### Supplied records
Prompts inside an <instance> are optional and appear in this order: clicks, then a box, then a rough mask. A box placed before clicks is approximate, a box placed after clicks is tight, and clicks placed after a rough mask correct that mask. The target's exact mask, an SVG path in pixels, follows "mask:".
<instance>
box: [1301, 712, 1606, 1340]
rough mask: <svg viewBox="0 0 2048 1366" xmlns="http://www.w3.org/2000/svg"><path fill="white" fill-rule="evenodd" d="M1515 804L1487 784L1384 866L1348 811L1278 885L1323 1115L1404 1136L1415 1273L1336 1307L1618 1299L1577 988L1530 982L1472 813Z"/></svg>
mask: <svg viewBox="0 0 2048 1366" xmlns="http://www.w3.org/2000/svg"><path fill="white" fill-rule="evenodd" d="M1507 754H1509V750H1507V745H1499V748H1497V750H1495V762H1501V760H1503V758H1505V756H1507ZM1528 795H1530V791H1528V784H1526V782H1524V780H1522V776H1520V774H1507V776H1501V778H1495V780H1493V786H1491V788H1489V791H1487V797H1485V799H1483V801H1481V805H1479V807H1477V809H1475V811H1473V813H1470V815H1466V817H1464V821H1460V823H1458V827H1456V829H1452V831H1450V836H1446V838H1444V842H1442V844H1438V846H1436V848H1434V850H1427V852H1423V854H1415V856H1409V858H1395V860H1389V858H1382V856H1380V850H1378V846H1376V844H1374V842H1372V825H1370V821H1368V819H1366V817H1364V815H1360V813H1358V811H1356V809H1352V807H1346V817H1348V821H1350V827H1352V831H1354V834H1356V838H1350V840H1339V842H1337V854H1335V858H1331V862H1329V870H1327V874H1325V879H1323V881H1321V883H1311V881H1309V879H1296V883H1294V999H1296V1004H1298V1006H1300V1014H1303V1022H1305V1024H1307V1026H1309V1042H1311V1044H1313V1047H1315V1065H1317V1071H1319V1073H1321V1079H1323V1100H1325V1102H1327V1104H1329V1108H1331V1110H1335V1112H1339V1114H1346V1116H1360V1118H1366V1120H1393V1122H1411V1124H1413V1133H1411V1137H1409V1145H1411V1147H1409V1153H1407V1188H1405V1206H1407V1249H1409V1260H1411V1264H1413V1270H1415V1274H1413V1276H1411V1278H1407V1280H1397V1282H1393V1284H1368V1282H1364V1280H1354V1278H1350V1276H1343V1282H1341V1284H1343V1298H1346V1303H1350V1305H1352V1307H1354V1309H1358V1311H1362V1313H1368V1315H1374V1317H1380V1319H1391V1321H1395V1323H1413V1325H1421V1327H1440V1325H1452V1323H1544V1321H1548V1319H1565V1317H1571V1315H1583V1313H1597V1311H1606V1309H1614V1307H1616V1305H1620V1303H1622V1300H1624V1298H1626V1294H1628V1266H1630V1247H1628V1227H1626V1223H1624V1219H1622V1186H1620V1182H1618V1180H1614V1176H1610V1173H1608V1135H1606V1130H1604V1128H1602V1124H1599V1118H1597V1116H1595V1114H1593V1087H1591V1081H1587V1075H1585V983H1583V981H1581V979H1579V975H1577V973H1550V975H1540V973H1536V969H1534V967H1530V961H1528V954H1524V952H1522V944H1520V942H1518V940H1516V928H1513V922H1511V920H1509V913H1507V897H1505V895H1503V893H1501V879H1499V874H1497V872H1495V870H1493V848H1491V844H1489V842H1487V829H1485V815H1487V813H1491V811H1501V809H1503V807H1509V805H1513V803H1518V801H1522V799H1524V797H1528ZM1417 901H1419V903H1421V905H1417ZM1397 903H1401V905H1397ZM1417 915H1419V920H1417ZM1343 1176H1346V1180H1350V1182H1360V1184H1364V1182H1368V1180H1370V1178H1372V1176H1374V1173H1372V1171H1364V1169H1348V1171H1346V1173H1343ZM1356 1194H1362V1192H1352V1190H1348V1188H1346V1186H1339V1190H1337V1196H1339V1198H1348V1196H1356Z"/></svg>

### Problem requirements
In this exercise, every line of the listing is to be output exactly.

### Output for this task
Prompts inside an <instance> are optional and appear in this order: clicks, then a box, then a rough mask. A box placed before clicks is approximate, a box placed after clicks is tight, and clicks placed after a rough mask correct that mask. The target's exact mask, an SVG path in pixels, follows "mask:".
<instance>
box: [1301, 712, 1606, 1340]
rough mask: <svg viewBox="0 0 2048 1366" xmlns="http://www.w3.org/2000/svg"><path fill="white" fill-rule="evenodd" d="M1515 804L1487 784L1384 866L1348 811L1278 885L1323 1115L1404 1136L1415 1273L1336 1307L1618 1299L1577 988L1530 982L1472 813Z"/></svg>
mask: <svg viewBox="0 0 2048 1366" xmlns="http://www.w3.org/2000/svg"><path fill="white" fill-rule="evenodd" d="M1507 754H1509V750H1507V745H1499V748H1497V750H1495V762H1501V760H1503V758H1505V756H1507ZM1528 795H1530V791H1528V784H1526V782H1524V780H1522V776H1520V774H1507V776H1501V778H1495V780H1493V786H1491V788H1489V791H1487V797H1485V799H1483V801H1481V805H1479V807H1477V809H1475V811H1473V813H1470V815H1466V817H1464V821H1460V823H1458V827H1456V829H1452V831H1450V836H1446V838H1444V842H1442V844H1438V846H1436V848H1434V850H1427V852H1423V854H1415V856H1409V858H1395V860H1389V858H1382V856H1380V850H1378V846H1376V844H1374V842H1372V825H1370V821H1368V819H1366V817H1364V815H1360V813H1358V811H1356V809H1352V807H1346V817H1348V821H1350V827H1352V831H1354V834H1356V838H1350V840H1339V842H1337V854H1335V858H1331V862H1329V870H1327V874H1325V879H1323V881H1321V883H1311V881H1309V879H1296V883H1294V999H1296V1004H1298V1006H1300V1014H1303V1022H1305V1024H1307V1026H1309V1042H1311V1044H1313V1047H1315V1065H1317V1071H1319V1073H1321V1079H1323V1100H1325V1102H1327V1104H1329V1108H1331V1110H1335V1112H1339V1114H1346V1116H1360V1118H1366V1120H1393V1122H1411V1124H1413V1133H1411V1137H1409V1145H1411V1147H1409V1153H1407V1188H1405V1206H1407V1249H1409V1260H1411V1264H1413V1270H1415V1274H1413V1276H1411V1278H1407V1280H1397V1282H1393V1284H1368V1282H1364V1280H1354V1278H1350V1276H1343V1282H1341V1284H1343V1298H1346V1303H1350V1305H1352V1307H1354V1309H1358V1311H1362V1313H1368V1315H1374V1317H1380V1319H1391V1321H1395V1323H1413V1325H1421V1327H1440V1325H1452V1323H1544V1321H1548V1319H1565V1317H1571V1315H1583V1313H1597V1311H1606V1309H1614V1307H1616V1305H1620V1303H1622V1300H1624V1298H1626V1294H1628V1266H1630V1247H1628V1227H1626V1223H1624V1219H1622V1186H1620V1182H1618V1180H1614V1176H1610V1173H1608V1135H1606V1130H1604V1128H1602V1124H1599V1118H1597V1116H1595V1114H1593V1087H1591V1081H1587V1075H1585V983H1583V981H1581V979H1579V975H1577V973H1550V975H1540V973H1536V969H1534V967H1530V961H1528V954H1524V952H1522V944H1520V942H1518V940H1516V928H1513V922H1511V920H1509V913H1507V897H1505V895H1503V893H1501V879H1499V874H1497V872H1495V870H1493V848H1491V844H1489V842H1487V829H1485V815H1487V813H1491V811H1501V809H1503V807H1509V805H1513V803H1518V801H1522V799H1524V797H1528ZM1417 901H1419V903H1421V905H1417ZM1397 903H1401V905H1397ZM1417 915H1419V920H1417ZM1343 1176H1346V1180H1350V1182H1360V1184H1364V1182H1368V1180H1370V1178H1372V1176H1374V1173H1372V1171H1364V1169H1348V1171H1346V1173H1343ZM1356 1194H1362V1192H1352V1190H1348V1188H1346V1186H1339V1190H1337V1196H1339V1198H1348V1196H1356Z"/></svg>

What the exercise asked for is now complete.